**WORK REQUEST:** In the records below, find every line with the word "jersey" and copy it.

[[ PROVIDED DATA, beginning ]]

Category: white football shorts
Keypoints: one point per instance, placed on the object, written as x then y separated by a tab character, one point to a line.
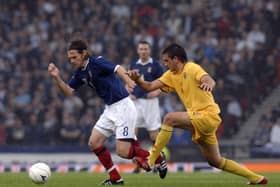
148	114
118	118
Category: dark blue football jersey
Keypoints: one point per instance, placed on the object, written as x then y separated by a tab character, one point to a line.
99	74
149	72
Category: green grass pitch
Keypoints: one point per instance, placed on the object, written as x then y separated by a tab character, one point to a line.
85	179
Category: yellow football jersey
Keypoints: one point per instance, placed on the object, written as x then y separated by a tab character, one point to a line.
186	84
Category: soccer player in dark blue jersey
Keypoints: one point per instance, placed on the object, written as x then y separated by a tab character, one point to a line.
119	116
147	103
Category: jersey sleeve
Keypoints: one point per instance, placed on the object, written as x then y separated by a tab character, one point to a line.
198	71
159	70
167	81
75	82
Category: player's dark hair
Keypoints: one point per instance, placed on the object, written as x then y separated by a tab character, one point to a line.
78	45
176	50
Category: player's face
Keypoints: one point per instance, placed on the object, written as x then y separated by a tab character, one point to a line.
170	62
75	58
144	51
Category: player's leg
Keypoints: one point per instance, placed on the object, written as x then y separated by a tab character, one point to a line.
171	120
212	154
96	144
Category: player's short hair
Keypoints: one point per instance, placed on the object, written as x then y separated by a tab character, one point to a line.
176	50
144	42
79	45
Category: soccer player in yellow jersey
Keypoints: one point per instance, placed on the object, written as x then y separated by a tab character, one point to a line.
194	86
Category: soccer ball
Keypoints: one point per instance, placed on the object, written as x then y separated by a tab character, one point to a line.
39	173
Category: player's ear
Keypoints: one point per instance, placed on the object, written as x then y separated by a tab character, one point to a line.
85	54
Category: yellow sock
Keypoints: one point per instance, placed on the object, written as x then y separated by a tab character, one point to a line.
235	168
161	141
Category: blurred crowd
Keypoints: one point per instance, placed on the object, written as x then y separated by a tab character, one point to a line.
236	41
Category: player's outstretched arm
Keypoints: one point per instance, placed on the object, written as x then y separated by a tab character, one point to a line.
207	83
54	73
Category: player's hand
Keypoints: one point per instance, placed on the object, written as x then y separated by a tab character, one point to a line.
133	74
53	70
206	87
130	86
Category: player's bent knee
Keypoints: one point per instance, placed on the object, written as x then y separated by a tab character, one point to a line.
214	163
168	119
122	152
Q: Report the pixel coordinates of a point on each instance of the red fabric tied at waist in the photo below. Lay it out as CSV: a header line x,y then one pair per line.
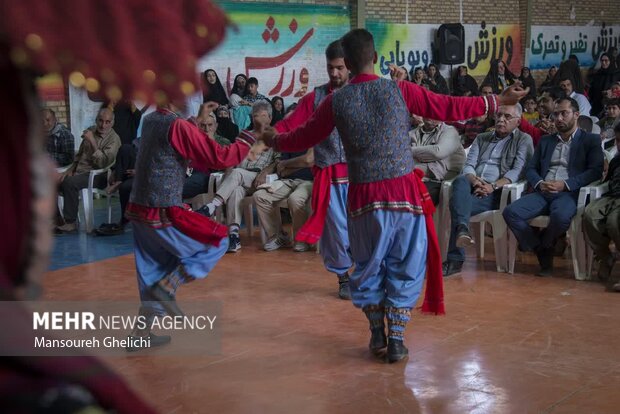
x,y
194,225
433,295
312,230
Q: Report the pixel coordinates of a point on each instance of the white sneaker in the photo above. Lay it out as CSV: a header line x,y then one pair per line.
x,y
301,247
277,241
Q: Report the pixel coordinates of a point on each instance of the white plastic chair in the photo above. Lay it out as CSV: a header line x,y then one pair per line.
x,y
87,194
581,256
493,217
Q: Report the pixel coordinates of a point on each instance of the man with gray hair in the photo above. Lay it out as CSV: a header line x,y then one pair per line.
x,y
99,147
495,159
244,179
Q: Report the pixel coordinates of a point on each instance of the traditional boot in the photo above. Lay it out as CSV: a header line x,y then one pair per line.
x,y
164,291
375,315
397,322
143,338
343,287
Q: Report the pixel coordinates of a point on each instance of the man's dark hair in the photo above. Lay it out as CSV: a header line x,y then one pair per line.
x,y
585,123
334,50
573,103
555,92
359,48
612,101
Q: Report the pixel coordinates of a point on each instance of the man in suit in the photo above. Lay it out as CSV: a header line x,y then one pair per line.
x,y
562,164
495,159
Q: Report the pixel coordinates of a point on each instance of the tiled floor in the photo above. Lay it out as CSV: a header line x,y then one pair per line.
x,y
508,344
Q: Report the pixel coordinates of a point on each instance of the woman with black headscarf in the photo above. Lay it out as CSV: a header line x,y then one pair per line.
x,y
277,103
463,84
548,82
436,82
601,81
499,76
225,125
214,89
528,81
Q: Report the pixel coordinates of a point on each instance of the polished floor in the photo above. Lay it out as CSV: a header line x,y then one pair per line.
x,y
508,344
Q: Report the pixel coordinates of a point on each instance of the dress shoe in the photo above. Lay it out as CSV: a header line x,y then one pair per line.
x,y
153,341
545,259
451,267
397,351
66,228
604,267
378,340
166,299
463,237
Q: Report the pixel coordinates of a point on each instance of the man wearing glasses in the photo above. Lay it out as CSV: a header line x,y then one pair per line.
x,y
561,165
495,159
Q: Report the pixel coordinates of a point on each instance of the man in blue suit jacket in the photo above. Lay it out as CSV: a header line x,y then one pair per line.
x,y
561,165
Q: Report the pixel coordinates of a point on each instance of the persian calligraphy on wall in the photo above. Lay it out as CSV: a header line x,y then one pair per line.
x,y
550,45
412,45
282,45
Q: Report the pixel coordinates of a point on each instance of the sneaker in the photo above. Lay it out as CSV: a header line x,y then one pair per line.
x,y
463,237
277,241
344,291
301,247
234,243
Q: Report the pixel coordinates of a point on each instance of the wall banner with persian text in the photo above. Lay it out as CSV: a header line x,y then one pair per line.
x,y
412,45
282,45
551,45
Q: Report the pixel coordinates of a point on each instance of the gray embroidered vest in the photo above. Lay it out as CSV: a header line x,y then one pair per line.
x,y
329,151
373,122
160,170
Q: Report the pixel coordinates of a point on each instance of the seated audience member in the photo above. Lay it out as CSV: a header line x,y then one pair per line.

[[ PROVIDED DATA, end ]]

**WRITTEN SOLUTION:**
Category: dark blue football jersey
Category: yellow football jersey
Category: soccer player in dark blue jersey
Category: jersey sleeve
Category: soccer player in yellow jersey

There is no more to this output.